§ Exercise
Give the number of lines in the records below that hold "jersey"; nothing else is needed.

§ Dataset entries
+ + + + + + +

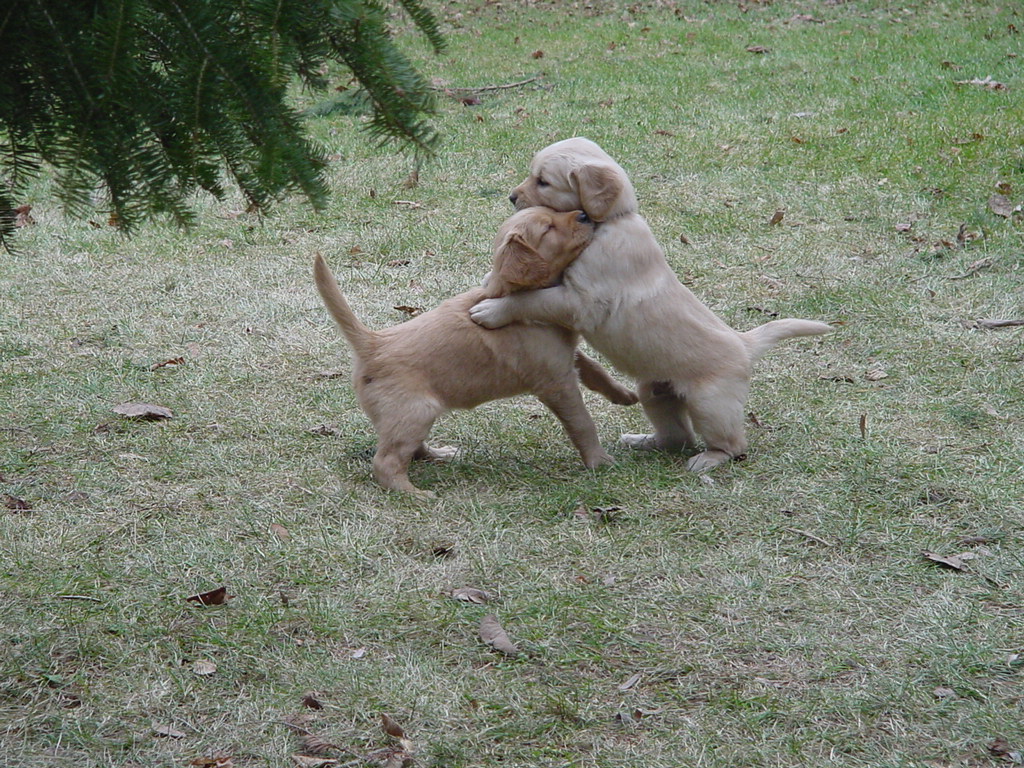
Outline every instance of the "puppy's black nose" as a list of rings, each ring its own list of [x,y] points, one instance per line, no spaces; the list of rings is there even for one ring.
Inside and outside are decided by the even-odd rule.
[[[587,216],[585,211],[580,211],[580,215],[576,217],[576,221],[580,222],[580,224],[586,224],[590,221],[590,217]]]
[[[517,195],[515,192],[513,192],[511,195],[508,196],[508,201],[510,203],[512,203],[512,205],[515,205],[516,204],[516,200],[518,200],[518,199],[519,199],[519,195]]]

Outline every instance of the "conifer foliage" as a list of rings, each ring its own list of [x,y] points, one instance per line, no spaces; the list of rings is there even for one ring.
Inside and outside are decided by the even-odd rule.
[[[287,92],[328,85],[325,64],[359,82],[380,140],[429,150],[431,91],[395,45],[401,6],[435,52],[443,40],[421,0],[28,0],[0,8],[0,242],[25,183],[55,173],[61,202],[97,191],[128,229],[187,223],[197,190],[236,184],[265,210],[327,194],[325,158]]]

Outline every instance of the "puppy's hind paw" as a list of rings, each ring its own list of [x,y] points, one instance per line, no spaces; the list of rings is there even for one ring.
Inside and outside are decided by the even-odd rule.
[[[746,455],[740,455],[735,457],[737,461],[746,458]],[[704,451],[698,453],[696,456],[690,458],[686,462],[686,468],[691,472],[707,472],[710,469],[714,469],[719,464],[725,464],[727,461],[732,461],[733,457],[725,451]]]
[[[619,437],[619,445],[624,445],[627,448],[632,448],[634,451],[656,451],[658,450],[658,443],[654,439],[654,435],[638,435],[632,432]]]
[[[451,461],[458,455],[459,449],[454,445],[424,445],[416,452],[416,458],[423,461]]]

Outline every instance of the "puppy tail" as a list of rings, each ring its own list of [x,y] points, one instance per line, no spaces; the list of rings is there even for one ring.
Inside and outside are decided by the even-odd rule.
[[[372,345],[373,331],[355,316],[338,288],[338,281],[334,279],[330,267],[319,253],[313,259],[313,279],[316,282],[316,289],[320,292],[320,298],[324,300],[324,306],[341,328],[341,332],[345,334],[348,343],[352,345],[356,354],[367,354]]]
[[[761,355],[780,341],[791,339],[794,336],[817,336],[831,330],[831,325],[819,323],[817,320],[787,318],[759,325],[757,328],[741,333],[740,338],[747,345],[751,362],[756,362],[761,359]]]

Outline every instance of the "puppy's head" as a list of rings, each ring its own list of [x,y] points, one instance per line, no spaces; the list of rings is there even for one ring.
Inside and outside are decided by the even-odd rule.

+ + + + + + +

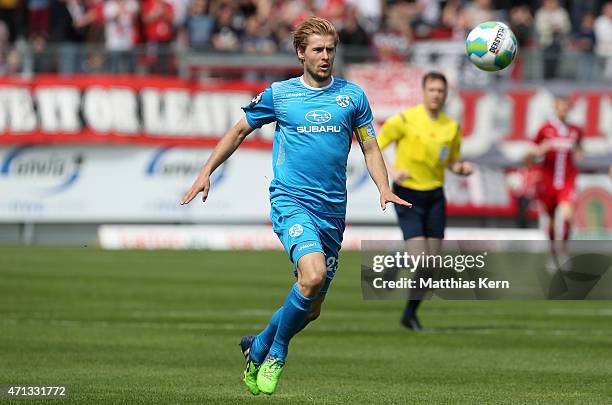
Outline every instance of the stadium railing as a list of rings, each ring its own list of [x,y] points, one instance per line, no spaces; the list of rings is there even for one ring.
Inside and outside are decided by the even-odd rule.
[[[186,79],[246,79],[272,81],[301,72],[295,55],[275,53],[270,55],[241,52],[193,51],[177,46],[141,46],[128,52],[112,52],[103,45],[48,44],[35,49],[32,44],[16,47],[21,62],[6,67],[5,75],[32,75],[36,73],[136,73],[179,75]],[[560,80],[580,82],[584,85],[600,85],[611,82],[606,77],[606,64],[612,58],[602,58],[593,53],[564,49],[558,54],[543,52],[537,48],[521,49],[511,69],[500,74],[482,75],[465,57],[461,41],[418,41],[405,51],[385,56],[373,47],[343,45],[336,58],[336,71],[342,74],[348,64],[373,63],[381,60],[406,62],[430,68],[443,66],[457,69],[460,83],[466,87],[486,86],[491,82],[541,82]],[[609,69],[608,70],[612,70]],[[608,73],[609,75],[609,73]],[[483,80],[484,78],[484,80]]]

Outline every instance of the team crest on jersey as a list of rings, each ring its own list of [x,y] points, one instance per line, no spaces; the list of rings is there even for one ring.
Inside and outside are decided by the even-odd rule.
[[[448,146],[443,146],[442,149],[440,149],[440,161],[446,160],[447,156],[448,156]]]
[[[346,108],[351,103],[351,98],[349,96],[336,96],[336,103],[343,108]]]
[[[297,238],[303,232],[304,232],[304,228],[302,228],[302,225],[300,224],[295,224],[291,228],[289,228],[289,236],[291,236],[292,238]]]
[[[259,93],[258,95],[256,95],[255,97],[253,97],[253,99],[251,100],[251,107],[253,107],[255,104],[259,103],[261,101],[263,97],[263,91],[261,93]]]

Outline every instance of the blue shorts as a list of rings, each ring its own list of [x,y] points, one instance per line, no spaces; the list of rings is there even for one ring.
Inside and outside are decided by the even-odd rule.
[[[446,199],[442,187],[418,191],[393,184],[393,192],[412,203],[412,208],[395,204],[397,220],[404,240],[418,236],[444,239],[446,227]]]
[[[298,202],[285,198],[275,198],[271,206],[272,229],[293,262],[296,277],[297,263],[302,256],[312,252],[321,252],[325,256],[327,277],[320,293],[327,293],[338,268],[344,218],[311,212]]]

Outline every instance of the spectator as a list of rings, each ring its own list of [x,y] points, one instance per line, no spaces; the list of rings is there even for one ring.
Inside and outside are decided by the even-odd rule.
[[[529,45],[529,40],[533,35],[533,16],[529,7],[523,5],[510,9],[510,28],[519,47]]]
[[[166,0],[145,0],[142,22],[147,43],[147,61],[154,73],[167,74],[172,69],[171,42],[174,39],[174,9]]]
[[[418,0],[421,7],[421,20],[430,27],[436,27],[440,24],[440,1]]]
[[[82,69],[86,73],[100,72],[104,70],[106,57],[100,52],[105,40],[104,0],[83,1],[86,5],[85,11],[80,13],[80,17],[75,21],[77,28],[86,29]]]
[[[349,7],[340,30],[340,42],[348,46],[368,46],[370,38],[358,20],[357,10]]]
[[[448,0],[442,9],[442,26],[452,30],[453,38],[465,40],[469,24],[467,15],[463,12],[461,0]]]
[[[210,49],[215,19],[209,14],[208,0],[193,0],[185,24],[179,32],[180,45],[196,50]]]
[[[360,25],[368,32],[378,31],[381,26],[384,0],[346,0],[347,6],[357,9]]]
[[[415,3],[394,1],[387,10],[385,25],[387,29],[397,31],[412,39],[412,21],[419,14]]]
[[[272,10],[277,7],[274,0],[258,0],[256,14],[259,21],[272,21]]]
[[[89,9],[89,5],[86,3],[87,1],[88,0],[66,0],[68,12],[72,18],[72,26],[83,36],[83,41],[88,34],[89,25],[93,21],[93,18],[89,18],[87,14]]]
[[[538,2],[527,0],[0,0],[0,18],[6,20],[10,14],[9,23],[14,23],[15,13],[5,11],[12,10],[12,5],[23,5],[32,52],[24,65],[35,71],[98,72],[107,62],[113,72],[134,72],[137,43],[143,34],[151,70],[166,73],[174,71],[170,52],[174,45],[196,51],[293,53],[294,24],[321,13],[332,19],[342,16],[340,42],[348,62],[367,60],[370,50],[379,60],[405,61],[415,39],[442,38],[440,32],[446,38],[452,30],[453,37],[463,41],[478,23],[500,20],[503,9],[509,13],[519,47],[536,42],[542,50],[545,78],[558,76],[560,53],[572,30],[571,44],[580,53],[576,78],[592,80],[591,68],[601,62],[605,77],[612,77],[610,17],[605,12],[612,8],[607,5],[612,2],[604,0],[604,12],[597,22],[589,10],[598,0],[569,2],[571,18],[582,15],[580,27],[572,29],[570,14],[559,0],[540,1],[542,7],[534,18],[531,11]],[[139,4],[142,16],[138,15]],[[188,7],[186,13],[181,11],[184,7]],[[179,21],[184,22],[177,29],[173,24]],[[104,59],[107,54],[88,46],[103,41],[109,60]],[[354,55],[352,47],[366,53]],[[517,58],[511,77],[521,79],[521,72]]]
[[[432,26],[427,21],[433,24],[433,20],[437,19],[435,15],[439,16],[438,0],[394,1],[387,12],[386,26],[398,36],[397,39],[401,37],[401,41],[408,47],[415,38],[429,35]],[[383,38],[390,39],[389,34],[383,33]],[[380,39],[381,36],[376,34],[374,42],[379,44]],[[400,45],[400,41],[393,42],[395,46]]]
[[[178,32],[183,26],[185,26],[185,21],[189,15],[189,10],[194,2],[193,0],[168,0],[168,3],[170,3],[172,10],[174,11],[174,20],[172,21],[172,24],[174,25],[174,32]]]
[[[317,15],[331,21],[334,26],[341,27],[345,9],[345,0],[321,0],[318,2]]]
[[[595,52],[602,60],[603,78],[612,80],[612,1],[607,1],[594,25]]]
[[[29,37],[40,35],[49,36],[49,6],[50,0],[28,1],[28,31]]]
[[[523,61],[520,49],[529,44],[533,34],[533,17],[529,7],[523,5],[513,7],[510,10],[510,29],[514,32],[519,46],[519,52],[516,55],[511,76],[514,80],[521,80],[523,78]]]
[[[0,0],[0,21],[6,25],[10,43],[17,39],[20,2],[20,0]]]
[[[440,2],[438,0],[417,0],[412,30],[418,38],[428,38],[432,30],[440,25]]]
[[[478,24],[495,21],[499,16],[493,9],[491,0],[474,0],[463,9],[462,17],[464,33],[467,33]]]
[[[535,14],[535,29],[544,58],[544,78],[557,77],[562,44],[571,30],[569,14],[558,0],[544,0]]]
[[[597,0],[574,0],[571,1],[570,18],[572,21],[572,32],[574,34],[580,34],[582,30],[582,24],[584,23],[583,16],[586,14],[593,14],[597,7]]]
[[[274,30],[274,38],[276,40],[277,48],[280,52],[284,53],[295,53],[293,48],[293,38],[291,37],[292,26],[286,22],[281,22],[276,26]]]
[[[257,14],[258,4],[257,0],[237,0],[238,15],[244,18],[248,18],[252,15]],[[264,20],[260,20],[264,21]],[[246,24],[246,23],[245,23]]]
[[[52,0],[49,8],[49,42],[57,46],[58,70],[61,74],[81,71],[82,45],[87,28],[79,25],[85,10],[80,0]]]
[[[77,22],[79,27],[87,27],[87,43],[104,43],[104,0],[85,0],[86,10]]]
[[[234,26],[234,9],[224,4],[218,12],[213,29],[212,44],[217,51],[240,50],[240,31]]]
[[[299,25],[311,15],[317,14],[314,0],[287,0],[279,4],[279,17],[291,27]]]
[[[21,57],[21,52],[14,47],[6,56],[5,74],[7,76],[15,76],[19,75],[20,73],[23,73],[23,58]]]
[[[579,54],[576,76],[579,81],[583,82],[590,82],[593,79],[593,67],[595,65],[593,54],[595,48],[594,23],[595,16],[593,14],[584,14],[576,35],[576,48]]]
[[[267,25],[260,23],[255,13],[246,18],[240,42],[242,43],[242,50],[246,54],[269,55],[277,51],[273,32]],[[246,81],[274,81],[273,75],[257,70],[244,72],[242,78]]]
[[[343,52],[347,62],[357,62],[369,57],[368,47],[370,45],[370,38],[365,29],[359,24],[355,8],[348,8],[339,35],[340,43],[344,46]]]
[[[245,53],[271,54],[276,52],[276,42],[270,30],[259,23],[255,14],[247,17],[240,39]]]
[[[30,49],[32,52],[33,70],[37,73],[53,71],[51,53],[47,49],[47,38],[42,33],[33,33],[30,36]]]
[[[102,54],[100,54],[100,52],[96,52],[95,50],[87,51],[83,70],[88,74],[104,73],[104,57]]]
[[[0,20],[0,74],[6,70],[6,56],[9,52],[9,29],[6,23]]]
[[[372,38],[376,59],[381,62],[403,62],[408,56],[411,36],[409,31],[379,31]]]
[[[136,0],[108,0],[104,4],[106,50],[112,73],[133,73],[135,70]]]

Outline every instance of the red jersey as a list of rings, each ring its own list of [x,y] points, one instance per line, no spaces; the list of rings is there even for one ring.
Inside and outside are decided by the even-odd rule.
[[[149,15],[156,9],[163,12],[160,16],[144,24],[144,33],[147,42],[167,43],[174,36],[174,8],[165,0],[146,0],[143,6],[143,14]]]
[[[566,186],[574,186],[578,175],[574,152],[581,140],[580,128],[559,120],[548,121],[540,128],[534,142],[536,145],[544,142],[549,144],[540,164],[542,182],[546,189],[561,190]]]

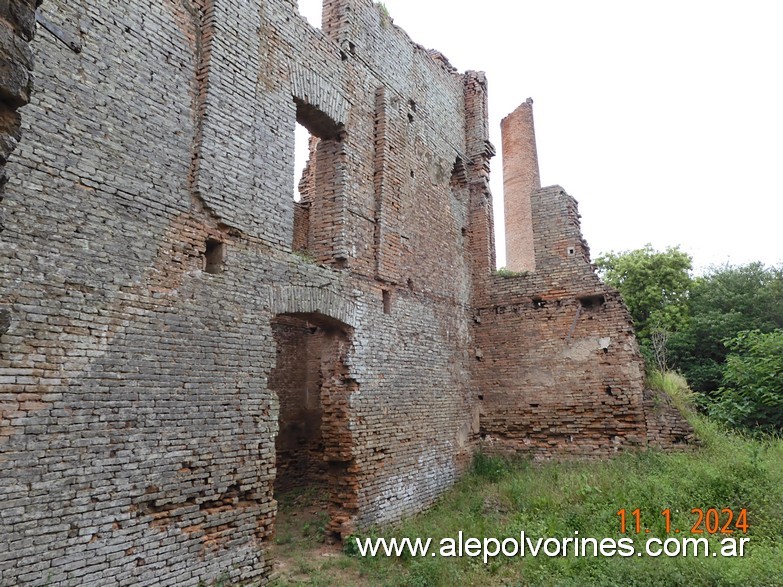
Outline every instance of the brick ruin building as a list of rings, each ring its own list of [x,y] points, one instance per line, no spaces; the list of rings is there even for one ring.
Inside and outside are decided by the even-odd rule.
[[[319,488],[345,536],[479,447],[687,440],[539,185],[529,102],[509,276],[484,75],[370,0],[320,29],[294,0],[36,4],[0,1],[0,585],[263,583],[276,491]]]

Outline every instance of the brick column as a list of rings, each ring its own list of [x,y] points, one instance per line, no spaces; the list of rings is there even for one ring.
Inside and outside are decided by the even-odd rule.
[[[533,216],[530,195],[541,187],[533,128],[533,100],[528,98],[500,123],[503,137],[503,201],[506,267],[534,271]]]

+ + + + + + +

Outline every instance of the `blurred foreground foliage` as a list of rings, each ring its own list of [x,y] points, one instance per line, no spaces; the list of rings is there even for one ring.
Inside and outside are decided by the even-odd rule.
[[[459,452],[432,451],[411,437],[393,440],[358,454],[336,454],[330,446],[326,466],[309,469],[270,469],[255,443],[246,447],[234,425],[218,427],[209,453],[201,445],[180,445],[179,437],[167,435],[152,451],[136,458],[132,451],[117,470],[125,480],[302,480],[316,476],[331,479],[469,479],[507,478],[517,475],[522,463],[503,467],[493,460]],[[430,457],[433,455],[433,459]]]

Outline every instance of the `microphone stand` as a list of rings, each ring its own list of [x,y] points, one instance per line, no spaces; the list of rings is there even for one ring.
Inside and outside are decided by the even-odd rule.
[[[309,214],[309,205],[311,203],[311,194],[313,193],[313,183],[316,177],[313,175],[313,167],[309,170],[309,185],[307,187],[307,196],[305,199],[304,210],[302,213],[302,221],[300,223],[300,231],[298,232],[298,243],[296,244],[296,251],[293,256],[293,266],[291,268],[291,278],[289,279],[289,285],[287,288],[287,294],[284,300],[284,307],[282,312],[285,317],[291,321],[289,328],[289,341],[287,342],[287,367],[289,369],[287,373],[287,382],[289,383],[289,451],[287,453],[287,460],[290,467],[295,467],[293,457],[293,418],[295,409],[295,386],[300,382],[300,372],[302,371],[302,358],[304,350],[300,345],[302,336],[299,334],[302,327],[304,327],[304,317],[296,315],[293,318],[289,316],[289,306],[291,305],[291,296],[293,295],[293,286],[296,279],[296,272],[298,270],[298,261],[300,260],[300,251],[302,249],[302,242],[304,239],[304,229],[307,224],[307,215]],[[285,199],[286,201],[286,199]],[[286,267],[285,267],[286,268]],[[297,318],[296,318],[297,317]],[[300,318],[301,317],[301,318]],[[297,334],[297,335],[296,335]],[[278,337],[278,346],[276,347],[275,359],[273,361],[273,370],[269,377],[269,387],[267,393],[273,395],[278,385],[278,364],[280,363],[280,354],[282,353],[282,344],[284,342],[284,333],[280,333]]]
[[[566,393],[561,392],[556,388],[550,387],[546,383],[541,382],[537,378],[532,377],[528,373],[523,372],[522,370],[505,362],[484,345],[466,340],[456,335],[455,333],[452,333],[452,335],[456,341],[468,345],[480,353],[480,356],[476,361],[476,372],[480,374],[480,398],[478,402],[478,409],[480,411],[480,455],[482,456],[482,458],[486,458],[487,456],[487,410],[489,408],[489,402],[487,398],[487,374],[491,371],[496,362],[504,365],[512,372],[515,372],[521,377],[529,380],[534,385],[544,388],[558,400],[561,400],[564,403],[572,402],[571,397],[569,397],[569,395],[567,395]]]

+ + + + + + +

§ Exercise result
2